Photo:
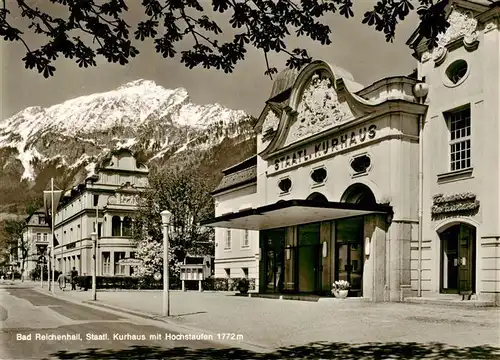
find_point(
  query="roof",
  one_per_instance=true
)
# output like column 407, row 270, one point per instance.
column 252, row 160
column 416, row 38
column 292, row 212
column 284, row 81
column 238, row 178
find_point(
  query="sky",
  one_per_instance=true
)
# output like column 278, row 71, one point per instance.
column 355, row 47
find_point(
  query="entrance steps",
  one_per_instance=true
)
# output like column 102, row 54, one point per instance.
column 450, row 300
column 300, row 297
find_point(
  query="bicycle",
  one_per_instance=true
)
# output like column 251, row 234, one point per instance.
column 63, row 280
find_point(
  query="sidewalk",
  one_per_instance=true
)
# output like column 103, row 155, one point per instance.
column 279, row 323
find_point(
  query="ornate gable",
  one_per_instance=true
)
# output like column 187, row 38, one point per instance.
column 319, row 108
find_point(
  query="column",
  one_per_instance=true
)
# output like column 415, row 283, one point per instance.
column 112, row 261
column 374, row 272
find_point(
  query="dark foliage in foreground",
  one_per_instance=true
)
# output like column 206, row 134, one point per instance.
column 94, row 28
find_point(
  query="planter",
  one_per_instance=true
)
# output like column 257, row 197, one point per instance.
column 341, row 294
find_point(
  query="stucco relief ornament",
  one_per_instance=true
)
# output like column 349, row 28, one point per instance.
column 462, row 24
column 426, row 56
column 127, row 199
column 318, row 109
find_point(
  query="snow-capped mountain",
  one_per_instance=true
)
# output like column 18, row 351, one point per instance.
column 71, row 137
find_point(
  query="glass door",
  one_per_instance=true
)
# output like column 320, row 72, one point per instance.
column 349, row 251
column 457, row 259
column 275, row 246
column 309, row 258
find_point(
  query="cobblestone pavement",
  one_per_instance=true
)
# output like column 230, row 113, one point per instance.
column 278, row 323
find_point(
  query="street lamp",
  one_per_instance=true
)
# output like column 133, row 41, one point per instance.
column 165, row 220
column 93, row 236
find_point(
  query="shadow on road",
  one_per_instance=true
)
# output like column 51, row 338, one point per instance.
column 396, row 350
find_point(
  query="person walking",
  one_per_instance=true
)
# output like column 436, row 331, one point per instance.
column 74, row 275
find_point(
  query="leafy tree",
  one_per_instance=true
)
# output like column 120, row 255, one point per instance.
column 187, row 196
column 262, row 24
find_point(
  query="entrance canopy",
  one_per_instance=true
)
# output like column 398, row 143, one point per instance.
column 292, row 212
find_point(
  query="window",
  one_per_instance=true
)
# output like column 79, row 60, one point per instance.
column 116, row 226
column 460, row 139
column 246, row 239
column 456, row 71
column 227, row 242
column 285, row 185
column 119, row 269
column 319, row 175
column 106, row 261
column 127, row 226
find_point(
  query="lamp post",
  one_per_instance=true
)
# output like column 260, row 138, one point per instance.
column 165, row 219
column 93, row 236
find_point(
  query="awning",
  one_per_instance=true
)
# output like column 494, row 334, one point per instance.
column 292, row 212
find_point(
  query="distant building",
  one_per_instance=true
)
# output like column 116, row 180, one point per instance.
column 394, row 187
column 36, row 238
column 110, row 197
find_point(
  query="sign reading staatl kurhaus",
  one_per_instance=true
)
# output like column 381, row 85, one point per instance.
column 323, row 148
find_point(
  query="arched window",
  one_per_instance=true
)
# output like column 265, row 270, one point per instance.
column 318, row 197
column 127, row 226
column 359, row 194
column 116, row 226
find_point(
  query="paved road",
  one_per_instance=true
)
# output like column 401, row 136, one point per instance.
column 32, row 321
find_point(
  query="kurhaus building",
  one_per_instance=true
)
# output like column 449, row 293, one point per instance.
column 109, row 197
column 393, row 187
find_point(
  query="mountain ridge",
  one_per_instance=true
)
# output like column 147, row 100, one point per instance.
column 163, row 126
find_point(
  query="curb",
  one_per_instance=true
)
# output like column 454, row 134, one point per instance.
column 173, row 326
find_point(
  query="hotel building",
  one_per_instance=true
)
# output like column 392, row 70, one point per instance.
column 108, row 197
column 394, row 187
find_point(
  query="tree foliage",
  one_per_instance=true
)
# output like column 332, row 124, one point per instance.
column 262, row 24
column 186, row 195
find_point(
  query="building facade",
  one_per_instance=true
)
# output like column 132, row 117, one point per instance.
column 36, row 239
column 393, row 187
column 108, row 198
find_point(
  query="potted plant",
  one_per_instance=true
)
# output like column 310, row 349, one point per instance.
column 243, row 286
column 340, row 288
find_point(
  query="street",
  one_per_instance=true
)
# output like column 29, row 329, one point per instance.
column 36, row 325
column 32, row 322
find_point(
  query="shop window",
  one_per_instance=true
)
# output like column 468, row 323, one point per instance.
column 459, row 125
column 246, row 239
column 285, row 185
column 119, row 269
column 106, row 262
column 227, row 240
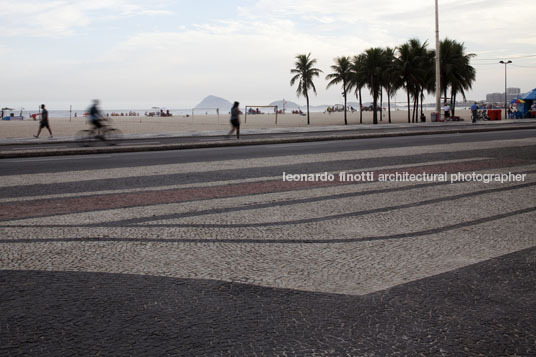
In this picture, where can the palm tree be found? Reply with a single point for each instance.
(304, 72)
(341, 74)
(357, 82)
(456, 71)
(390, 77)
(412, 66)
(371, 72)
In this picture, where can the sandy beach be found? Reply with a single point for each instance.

###

What to produce
Extract from the material all lines containing the string "window".

Expected answer
  query="window",
  query="arched window",
  query="shop window",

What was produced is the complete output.